◆ **Direction**:
Rewrite every line from the one containing "object_class = illuminated window" through the one containing "[517,200,541,237]", shifting each bounding-box coordinate up by 77 and leaving everything else unchanged.

◆ **Input rows**:

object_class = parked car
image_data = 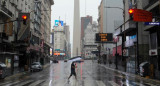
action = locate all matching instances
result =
[0,62,7,79]
[53,59,58,63]
[31,62,43,72]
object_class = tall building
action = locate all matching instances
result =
[72,0,81,57]
[0,0,54,75]
[54,26,66,59]
[83,22,99,59]
[81,15,92,39]
[39,0,54,63]
[64,23,71,58]
[98,0,123,63]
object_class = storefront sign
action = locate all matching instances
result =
[96,33,113,42]
[144,22,160,25]
[133,9,152,22]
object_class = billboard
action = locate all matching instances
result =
[54,20,63,26]
[95,33,113,42]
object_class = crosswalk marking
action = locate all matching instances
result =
[41,79,51,86]
[132,82,145,86]
[145,83,157,86]
[121,82,134,86]
[96,81,106,86]
[14,80,33,86]
[2,81,21,86]
[29,80,44,86]
[108,81,119,86]
[0,81,11,86]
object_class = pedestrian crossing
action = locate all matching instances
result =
[0,79,159,86]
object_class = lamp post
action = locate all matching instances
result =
[104,6,126,70]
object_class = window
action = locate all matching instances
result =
[150,32,157,49]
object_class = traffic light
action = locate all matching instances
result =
[128,9,134,20]
[22,15,27,25]
[18,13,30,25]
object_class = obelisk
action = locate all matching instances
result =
[72,0,81,57]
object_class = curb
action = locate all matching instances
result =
[5,63,50,80]
[98,64,160,84]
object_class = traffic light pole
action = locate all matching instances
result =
[115,42,118,69]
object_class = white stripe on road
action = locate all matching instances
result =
[145,83,158,86]
[108,81,119,86]
[14,80,33,86]
[4,81,21,86]
[132,82,145,86]
[49,80,52,86]
[95,81,106,86]
[0,81,11,86]
[29,80,44,86]
[121,82,134,86]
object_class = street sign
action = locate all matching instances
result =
[96,33,113,42]
[133,9,152,22]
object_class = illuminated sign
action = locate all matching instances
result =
[55,20,63,26]
[50,48,53,55]
[145,22,160,25]
[54,53,66,56]
[96,33,113,42]
[133,9,152,22]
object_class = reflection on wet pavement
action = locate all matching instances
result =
[0,60,160,86]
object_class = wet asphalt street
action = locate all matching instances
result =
[0,60,160,86]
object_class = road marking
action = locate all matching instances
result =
[49,80,52,86]
[108,81,119,86]
[29,80,44,86]
[144,83,157,86]
[95,81,106,86]
[121,82,134,86]
[131,82,145,86]
[16,80,33,86]
[4,81,21,86]
[0,81,11,85]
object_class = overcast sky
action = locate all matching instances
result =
[51,0,101,43]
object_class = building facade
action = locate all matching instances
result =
[72,0,81,57]
[83,22,98,59]
[0,0,53,75]
[54,26,66,60]
[81,15,92,57]
[64,23,71,59]
[98,0,123,63]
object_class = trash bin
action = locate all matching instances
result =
[0,63,7,79]
[139,62,149,77]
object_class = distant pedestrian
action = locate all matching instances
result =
[68,62,77,80]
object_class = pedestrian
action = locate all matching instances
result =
[68,62,77,80]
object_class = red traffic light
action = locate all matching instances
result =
[128,9,134,14]
[22,15,27,20]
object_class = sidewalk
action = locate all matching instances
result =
[5,63,50,80]
[99,64,160,84]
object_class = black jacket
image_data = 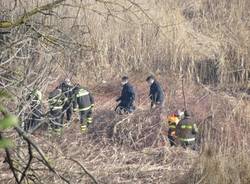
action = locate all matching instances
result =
[117,83,135,107]
[73,88,94,111]
[149,81,164,104]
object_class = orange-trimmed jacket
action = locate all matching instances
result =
[167,115,180,137]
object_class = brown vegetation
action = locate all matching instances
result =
[0,0,250,184]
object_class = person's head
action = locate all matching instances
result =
[64,78,71,85]
[184,110,190,118]
[146,75,155,85]
[121,76,128,85]
[175,109,184,119]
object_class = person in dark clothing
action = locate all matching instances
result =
[24,89,42,132]
[146,75,165,108]
[176,111,198,149]
[48,88,67,134]
[115,76,135,113]
[73,85,94,133]
[60,79,74,124]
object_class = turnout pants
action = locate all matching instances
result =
[63,102,72,121]
[80,109,92,132]
[49,109,63,131]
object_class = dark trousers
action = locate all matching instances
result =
[115,102,135,113]
[49,109,63,130]
[63,103,72,121]
[24,105,42,132]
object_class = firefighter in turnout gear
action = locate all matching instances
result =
[60,79,74,124]
[24,89,42,132]
[146,75,165,108]
[73,85,94,133]
[167,110,183,146]
[176,111,198,149]
[48,88,67,133]
[115,76,135,113]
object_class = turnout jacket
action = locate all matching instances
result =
[168,115,180,136]
[60,83,74,103]
[73,87,94,111]
[117,83,135,107]
[176,117,198,142]
[149,81,164,104]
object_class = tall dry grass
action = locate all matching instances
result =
[0,0,250,184]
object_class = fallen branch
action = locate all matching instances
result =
[0,0,65,29]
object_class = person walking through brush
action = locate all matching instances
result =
[176,111,198,149]
[146,75,165,108]
[167,110,184,146]
[73,85,94,133]
[115,76,135,113]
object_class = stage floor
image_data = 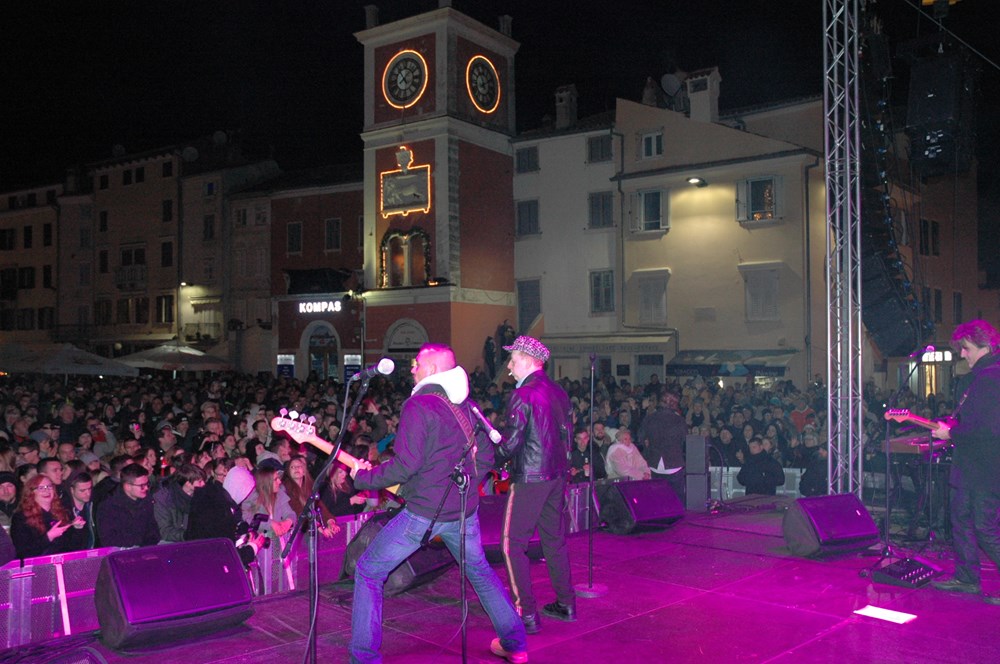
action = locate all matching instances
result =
[13,499,1000,664]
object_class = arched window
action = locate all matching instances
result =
[379,228,431,288]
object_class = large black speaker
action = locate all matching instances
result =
[340,512,455,596]
[601,480,684,535]
[479,493,542,563]
[94,539,253,650]
[781,493,879,556]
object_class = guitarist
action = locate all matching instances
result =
[349,344,528,662]
[931,320,1000,605]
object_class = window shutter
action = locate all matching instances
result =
[773,175,785,219]
[660,189,670,231]
[736,180,750,221]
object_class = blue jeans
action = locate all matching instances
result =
[349,509,527,662]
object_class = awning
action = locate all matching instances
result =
[666,348,798,377]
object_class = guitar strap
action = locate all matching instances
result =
[420,392,476,546]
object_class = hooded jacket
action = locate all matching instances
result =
[354,367,493,522]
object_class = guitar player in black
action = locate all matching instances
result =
[931,320,1000,605]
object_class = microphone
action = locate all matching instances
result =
[471,404,502,445]
[351,357,396,382]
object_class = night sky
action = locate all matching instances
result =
[0,0,1000,213]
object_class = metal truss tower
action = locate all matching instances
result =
[823,0,864,497]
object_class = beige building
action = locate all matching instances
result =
[0,185,62,342]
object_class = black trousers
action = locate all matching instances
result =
[951,486,1000,585]
[502,478,576,616]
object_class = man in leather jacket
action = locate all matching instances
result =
[498,336,576,634]
[349,344,528,663]
[931,320,1000,605]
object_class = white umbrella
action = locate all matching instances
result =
[0,343,139,376]
[117,344,232,371]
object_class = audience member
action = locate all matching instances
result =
[606,429,651,480]
[97,463,160,547]
[10,475,86,559]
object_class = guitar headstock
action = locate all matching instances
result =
[271,408,316,443]
[885,408,910,422]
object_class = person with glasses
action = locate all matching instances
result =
[97,463,160,547]
[10,475,86,560]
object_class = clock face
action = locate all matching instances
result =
[465,55,500,113]
[382,50,427,108]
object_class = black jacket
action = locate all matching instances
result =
[949,353,1000,488]
[736,452,785,496]
[499,369,573,482]
[354,367,493,522]
[97,490,160,547]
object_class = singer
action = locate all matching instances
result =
[349,344,528,662]
[931,320,1000,604]
[497,336,576,634]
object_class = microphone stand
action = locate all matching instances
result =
[861,356,922,576]
[281,376,372,664]
[571,353,608,599]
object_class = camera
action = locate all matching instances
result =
[236,512,271,549]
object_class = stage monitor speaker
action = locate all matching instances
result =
[601,480,684,535]
[340,512,455,597]
[479,493,542,563]
[684,433,708,475]
[684,473,710,511]
[781,493,879,556]
[94,539,253,650]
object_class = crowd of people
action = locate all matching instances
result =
[0,358,950,558]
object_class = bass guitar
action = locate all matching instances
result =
[271,408,399,495]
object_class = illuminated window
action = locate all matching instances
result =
[639,131,663,159]
[379,228,431,288]
[590,270,615,314]
[587,191,614,228]
[154,295,174,323]
[587,134,611,163]
[514,146,538,173]
[632,189,670,232]
[736,176,782,222]
[517,200,541,237]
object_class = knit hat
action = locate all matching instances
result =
[503,334,549,362]
[76,450,101,466]
[222,466,256,505]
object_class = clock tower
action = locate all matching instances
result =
[355,3,518,371]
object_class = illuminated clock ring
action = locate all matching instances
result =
[382,49,427,109]
[465,55,500,113]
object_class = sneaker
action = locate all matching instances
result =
[931,578,981,595]
[542,601,576,622]
[490,638,528,664]
[521,613,542,634]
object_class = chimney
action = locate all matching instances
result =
[556,83,576,129]
[684,67,722,122]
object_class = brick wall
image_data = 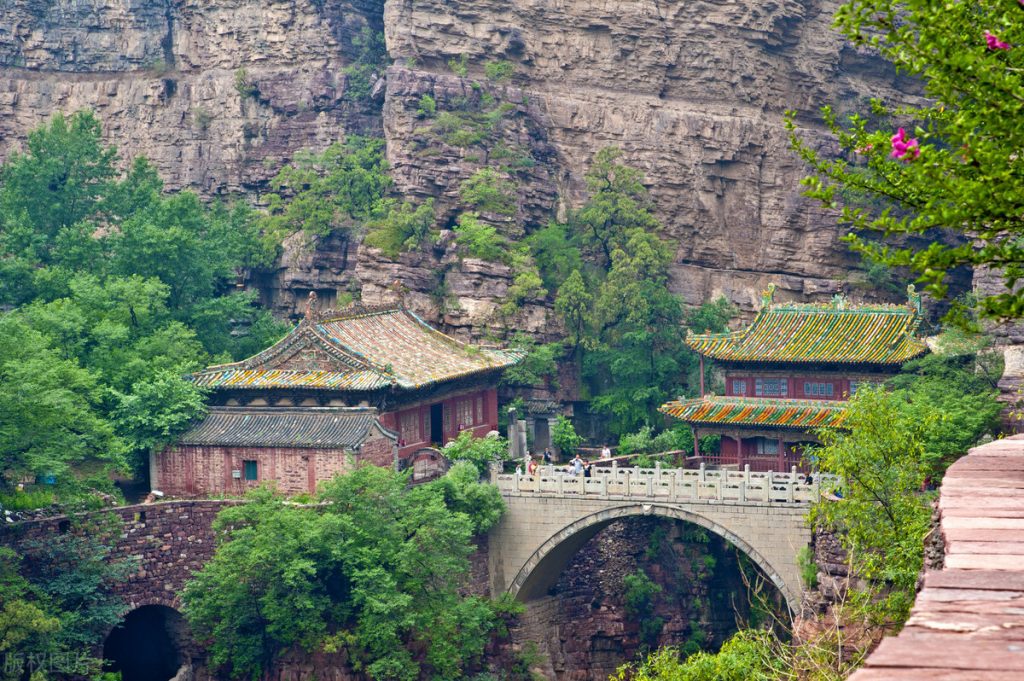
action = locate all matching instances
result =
[153,446,356,497]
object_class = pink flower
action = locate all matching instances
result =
[985,30,1007,50]
[889,128,921,161]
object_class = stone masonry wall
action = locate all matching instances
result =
[0,501,241,609]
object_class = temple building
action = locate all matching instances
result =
[660,286,928,471]
[150,294,522,497]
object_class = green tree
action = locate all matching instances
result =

◆ **Task answer**:
object_class = illuminated window
action = locate all matching instances
result =
[716,208,740,236]
[456,305,508,365]
[667,347,692,391]
[664,268,691,305]
[231,372,251,400]
[664,211,688,240]
[591,223,615,250]
[709,266,747,309]
[813,253,859,299]
[594,277,618,314]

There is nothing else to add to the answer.